Jesus said to her, “Mary!”: A Sermon for Easter Day

This sermon, offered at Saint Andrew’s Episcopal Church in Madison Wisconsin on Easter Day 2016 is built around the reading form the Gospel according to John appointed for Easter Day in year C of the Revised Common Lectionary.

You can find that reading here

Alleluia! Christ is risen!

The Lord is risen indeed! Alleluia!

What powerful and wonderful words they are that we claim and proclaim this morning; words that change everything.

Words that change everything…

It was just three days ago that we gathered to celebrate the last Supper and watched, and participated, as Jesus washed our feet and we washed the feet of others. We listened as Jesus instituted the sacrament, the bread and wine, the Body and Blood, the sign and symbol of Gods ongoing presence among us.

It was just three days ago that we stood numb and then fled in panic as Jesus was arrested and taken from us.

We gathered the next day at his trial and we shouted “away with him! Away with him! Crucify him! Crucify him!” And then we stood in shock as he died on a cross and was laid in a tomb.

But today we come here to this place, we duck down and walk through that threshold, and entering the tomb. Upon finding it empty we proclaim,

Alleluia! Christ is risen!

The Lord is risen indeed! Alleluia!

And everything is changed. Where we have been, what we once were, no longer defines or limits us, because the light has shined in the darkness and the darkness did not overcome it. Love freely given has proven to be the greatest power of all. We are beloved and nothing

“neither death, nor life, nor angels, nor rulers, nor things present, nor things to come, nor powers, nor height, nor depth, nor anything else in all creation, will be able to separate us from the love of God in Christ Jesus our Lord” (Romans 8:38, 39).

Those words… the words that change everything, come at the climax of a story; a story that we have claimed and proclaimed for almost two thousand years; a story that today features some supporting characters with whom we are very familiar…

First there is Peter, one of the first to follow Jesus; Peter who was the first to name Jesus as the Messiah; Peter who was there at the Transfiguration; Peter who didn’t want Jesus to wash his feet; Peter who cut of the ear of the slave of the High Priest with a sword; Peter who denied Jesus three times in order to save himself…

Peter, who isn’t the first to arrive at the empty tomb but somehow manages to be the first inside…

Then there is the beloved disciple, the one who was reclining on Jesus’s breast at the last supper; the Beloved Disciple who Jesus, as he died on the cross, named as Mary’s son; the Beloved Disciple whom Jesus told to take Mary as his mother… The Beloved Disciple who was the first to arrive a the tomb and was apparently shouldered aside as Peter stumbled… first through the door…

And yet neither of these central figures get a speaking role in John’s Gospel today. John seems anxious to move them off the stage so that someone else can step into the light, Mary Magdalene.

Mary Magdalene from whom Jesus had expelled seven demons; Mary Magdalene who was one of the women who followed Jesus and the disciples; Mary Magdalene who was one of the women who helped to bankroll the movement; Mary Magdalene who was there at the foot of the cross as Jesus died; Mary Magdalene who sometime in the middle ages acquired a reputation for a notorious, less than virtuous that is nowhere supported by the Gospel accounts…

It is Mary Magdalene who gets the starring role in today’s story, and it is her part in the story to which we, some two thousand years later, need to attend.
□ □ □
## [Complete the following]
A – Repeat the Easter sermon word for word between "What powerful and" and "taken from us.", inclusive.
B – Carry on with the Easter sermon, picking up right after its last sentence.
The records have no connection to the Easter sermon.
□ □ □
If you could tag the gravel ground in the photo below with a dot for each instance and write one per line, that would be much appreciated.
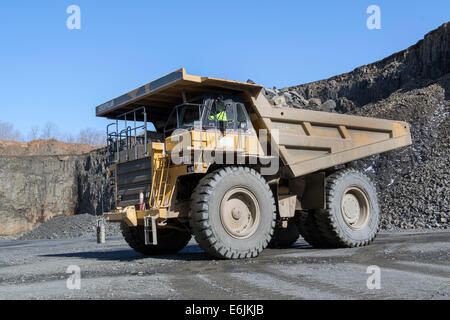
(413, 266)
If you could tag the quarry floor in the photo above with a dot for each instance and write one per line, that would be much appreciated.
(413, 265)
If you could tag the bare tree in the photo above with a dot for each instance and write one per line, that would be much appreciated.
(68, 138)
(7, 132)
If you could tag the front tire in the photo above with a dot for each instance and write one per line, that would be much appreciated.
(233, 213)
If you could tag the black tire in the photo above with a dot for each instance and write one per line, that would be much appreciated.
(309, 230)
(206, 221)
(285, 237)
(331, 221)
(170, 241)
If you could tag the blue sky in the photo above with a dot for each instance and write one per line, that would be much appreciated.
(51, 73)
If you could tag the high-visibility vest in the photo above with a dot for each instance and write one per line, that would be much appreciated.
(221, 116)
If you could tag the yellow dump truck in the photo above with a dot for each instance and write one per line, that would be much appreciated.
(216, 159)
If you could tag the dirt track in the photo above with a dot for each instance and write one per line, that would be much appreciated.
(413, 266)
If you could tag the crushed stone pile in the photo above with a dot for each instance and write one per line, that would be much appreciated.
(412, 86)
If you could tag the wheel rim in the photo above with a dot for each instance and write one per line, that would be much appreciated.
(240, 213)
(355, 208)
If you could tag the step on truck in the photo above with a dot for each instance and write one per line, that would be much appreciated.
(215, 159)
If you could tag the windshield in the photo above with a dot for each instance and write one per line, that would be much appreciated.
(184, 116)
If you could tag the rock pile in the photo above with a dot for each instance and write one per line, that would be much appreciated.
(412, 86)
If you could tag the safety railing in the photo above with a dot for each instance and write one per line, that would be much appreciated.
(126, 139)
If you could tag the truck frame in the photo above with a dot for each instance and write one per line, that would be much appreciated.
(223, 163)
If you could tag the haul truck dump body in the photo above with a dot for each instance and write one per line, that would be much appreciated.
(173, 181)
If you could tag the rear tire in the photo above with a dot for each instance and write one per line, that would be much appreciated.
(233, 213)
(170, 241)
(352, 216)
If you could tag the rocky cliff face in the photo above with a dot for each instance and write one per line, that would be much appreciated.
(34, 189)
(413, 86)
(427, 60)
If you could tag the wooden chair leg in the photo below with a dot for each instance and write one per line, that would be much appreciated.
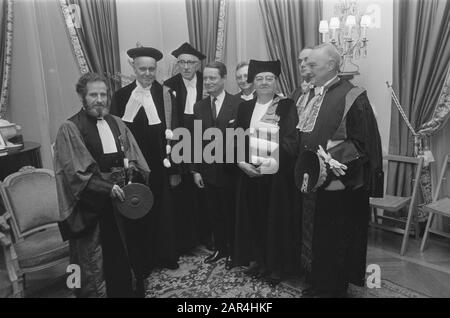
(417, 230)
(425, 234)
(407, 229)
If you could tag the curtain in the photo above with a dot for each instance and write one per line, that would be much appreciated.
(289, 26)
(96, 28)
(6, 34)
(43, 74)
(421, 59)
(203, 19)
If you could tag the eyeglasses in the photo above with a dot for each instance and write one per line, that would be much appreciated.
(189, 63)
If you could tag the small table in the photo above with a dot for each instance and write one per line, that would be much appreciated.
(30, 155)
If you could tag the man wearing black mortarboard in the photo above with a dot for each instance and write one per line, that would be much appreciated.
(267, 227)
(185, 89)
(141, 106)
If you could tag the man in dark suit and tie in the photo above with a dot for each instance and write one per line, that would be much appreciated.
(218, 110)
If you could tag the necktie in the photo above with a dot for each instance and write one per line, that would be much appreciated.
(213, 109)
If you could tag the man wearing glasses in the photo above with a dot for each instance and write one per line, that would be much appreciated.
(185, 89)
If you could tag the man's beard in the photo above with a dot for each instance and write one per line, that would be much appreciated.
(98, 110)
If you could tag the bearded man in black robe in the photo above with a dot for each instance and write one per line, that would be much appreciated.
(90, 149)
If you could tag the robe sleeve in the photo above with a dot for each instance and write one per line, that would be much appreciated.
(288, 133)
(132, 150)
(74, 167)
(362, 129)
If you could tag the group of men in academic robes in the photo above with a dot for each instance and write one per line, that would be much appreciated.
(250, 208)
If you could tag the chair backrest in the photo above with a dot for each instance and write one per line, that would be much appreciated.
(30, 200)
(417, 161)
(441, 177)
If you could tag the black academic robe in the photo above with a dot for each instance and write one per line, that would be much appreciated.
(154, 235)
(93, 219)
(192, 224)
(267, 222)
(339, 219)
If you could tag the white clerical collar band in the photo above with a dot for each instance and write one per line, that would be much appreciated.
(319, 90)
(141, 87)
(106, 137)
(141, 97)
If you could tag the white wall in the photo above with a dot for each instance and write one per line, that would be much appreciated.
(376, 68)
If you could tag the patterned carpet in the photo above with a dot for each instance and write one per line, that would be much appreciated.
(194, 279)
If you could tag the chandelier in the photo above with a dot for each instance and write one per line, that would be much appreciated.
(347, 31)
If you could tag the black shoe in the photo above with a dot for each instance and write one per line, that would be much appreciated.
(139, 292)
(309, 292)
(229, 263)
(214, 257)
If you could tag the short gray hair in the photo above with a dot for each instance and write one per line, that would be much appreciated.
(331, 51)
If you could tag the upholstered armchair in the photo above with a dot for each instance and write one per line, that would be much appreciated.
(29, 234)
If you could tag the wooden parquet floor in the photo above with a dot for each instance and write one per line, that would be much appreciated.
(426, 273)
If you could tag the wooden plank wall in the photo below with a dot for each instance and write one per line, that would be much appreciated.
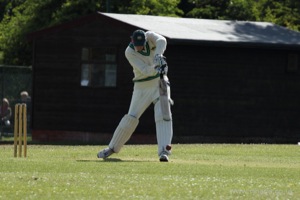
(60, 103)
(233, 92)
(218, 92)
□ □ □
## [Replies]
A –
What powerful and wonderful words they are that we claim and proclaim this morning; words that change everything.

Words that change everything…

It was just three days ago that we gathered to celebrate the last Supper and watched, and participated, as Jesus washed our feet and we washed the feet of others. We listened as Jesus instituted the sacrament, the bread and wine, the Body and Blood, the sign and symbol of Gods ongoing presence among us.

It was just three days ago that we stood numb and then fled in panic as Jesus was arrested and taken from us.

B –
Mary is out in the dark, alone, in the middle of the night, before the sun has come up.   And she clearly expects to find the stone still blocking the mouth of the tomb. She hasn’t brought anyone to help roll away the stone. She hasn’t come with spices or ointments to anoint the body. She doesn’t seem to have a plan of action. She is there grieving, lost, in despair. All she can think to do in this moment is to come to the place where Jesus’s is laid in a desperate attempt to be near him.

When she finds that the stone is rolled away she doesn’t look inside. She doesn’t know that the body is gone but she runs to the Disciples and she says, “’they’ have taken the body away.” Mary’s greatest fear in this moment is that the powers of this world, that ill defined “they,” have triumphed once again; that the movement towards freedom that she had sensed; that the light that she thought she was seeing in the person of Jesus of Nazareth, had been extinguished. Mary is there in this moment fearing that all of the promises that she has heard and felt have come to naught. Mary is afraid that the light has come into the world and that the darkness has overcome it once again.


John tells us that Peter and the Beloved Disciple race one another to the tomb. He doesn’t tell us whether or not Mary runs back with them, but when Peter and the Beloved Disciple leave to go to their homes, Mary is there, weeping… It’s not until Mary is alone at the tomb that things really begin to get interesting.

Mary looks into the tomb, maybe for the first time, and sees two angels sitting on the bench where Jesus’s body had been laid. Angels! Dressed in white! Angles who speak to her and ask her why she is weeping!

Mary, confronted by this miracle, seems completely unmoved… She doesn’t fall to her knees. She doesn’t cover her eyes. She doesn’t flee in terror… She responds to them as if their presence was as commonplace as meeting a stranger in the market…

Then she turns and sees Jesus, her teacher; the one who had rescued her from a life of pain, suffering and misery; Jesus, the friend she had watched die a terrible and shameful death on the cross… and again, she seems completely unmoved. She doesn’t recognize his appearance or his voice, and she speaks to him in the same way she had just addressed the angels in white!

It’s not until Jesus “touches” her by speaking her name that she finally “sees” The Truth, but when she does… everything is changed!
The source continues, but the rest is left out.